Task requirements:
Please pick out every row in the three blocks below that contains the word "street", and copy each of those rows in full.

Information provided:
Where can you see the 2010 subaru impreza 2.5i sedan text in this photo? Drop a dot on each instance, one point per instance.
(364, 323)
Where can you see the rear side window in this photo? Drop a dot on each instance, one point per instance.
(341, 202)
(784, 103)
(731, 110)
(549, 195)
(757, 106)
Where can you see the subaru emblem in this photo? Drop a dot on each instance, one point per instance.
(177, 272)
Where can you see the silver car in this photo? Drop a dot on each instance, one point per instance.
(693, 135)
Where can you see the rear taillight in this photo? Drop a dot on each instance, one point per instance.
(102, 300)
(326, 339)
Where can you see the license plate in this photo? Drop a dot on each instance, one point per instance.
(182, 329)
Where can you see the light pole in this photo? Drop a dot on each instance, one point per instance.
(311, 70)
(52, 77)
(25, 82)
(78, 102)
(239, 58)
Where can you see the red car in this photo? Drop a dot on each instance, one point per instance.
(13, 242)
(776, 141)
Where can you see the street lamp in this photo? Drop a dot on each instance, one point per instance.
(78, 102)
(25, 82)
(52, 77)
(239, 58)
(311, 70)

--

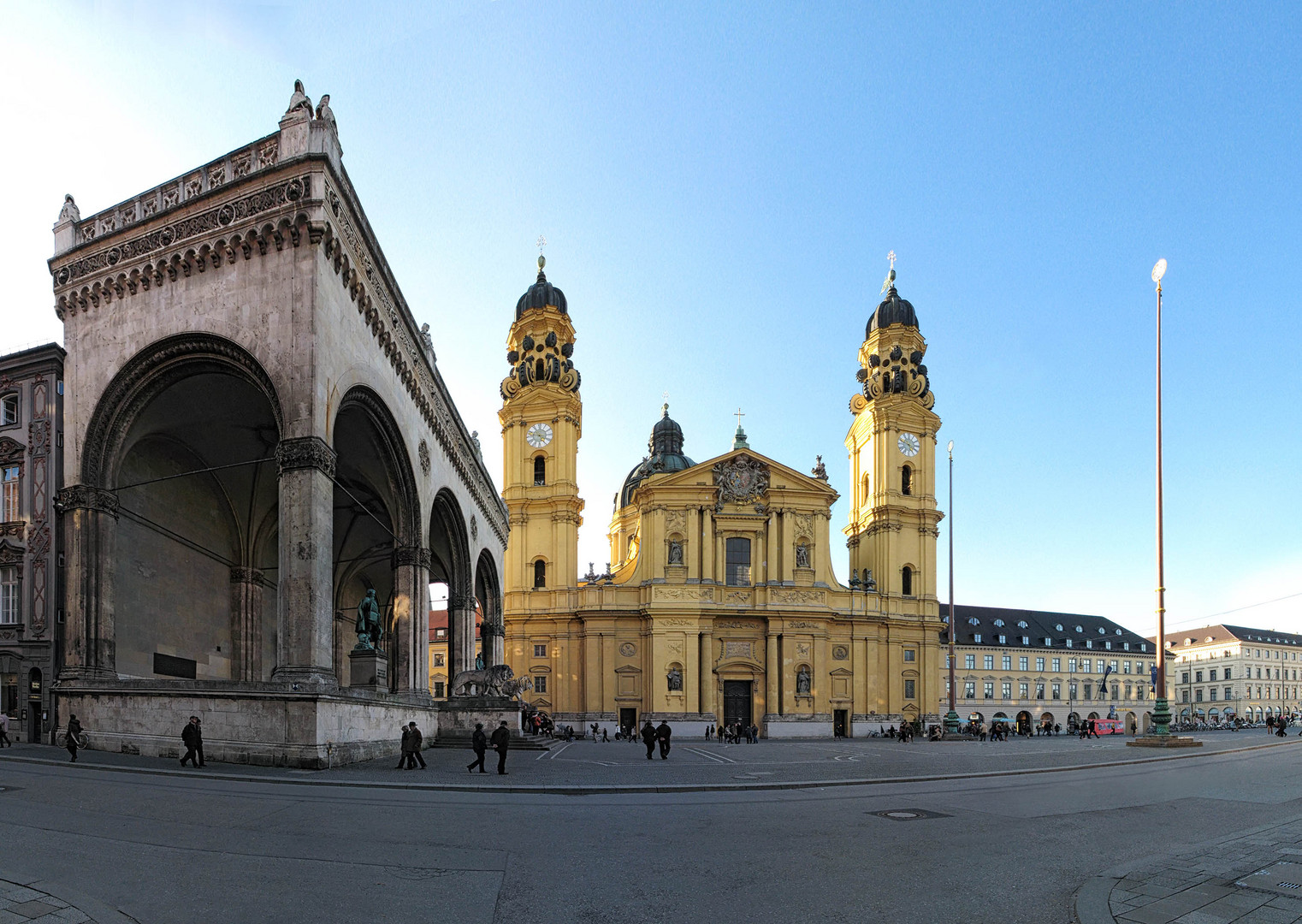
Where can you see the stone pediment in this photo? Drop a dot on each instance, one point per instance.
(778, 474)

...

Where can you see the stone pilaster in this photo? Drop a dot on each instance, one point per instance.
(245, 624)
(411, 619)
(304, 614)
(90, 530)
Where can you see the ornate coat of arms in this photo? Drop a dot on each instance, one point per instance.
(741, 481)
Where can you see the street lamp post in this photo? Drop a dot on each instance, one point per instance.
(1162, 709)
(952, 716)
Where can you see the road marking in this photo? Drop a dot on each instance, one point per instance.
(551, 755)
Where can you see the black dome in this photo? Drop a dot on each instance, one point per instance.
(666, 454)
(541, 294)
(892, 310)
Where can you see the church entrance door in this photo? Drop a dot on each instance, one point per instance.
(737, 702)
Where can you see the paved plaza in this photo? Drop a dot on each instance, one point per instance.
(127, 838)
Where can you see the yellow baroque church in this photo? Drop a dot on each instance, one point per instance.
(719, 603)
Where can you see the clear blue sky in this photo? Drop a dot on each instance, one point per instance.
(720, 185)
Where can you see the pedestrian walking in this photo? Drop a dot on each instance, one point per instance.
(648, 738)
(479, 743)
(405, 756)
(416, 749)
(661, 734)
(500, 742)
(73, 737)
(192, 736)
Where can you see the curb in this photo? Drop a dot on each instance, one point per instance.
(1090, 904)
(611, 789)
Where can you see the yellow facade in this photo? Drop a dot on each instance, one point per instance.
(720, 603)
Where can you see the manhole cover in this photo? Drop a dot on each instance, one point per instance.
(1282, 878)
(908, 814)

Correct answer:
Where can you see the street lamp in this photo? Drop a dot on each instance, one point per instance.
Where can you see the street lamp post in this photo? Drop a dot on each instance, one point per instance.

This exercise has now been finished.